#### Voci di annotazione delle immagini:
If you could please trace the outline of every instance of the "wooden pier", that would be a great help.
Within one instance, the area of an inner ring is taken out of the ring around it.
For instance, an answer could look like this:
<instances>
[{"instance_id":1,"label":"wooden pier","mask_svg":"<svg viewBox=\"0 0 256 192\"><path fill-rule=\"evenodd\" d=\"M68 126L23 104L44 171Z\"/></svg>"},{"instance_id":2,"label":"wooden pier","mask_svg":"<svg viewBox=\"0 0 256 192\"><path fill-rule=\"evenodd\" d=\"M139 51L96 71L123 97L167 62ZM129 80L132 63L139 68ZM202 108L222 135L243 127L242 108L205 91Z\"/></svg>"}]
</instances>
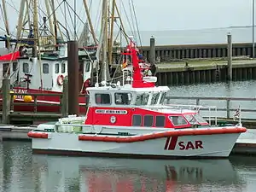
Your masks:
<instances>
[{"instance_id":1,"label":"wooden pier","mask_svg":"<svg viewBox=\"0 0 256 192\"><path fill-rule=\"evenodd\" d=\"M143 46L141 49L146 59L150 61L150 46ZM233 44L232 55L253 57L253 44ZM156 45L155 57L166 62L177 59L225 58L228 57L228 48L227 44Z\"/></svg>"},{"instance_id":2,"label":"wooden pier","mask_svg":"<svg viewBox=\"0 0 256 192\"><path fill-rule=\"evenodd\" d=\"M187 60L156 65L159 85L192 84L228 80L227 60ZM233 59L232 80L256 79L256 60Z\"/></svg>"}]
</instances>

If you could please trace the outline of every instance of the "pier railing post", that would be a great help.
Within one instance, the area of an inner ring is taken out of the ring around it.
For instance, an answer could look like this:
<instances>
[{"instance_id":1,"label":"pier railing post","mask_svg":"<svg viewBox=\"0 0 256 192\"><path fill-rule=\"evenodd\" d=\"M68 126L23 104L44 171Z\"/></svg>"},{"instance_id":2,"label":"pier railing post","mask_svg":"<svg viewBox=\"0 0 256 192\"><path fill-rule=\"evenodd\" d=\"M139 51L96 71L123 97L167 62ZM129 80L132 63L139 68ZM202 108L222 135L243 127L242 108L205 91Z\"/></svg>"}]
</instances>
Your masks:
<instances>
[{"instance_id":1,"label":"pier railing post","mask_svg":"<svg viewBox=\"0 0 256 192\"><path fill-rule=\"evenodd\" d=\"M151 65L155 64L155 39L154 38L150 38L150 52L149 52L149 59Z\"/></svg>"},{"instance_id":2,"label":"pier railing post","mask_svg":"<svg viewBox=\"0 0 256 192\"><path fill-rule=\"evenodd\" d=\"M61 98L61 115L67 117L68 115L68 79L65 78L63 80L63 90Z\"/></svg>"},{"instance_id":3,"label":"pier railing post","mask_svg":"<svg viewBox=\"0 0 256 192\"><path fill-rule=\"evenodd\" d=\"M227 119L230 118L230 100L227 99Z\"/></svg>"},{"instance_id":4,"label":"pier railing post","mask_svg":"<svg viewBox=\"0 0 256 192\"><path fill-rule=\"evenodd\" d=\"M79 114L79 44L67 42L68 114Z\"/></svg>"},{"instance_id":5,"label":"pier railing post","mask_svg":"<svg viewBox=\"0 0 256 192\"><path fill-rule=\"evenodd\" d=\"M10 114L10 79L3 79L3 116L2 123L9 123L9 114Z\"/></svg>"},{"instance_id":6,"label":"pier railing post","mask_svg":"<svg viewBox=\"0 0 256 192\"><path fill-rule=\"evenodd\" d=\"M232 36L228 33L228 80L232 80Z\"/></svg>"}]
</instances>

#### DETTAGLI ESERCIZIO:
Conta quante righe dei dati contengono la parola "could" e scrivi soltanto il numero.

#### RISPOSTA CORRETTA:
4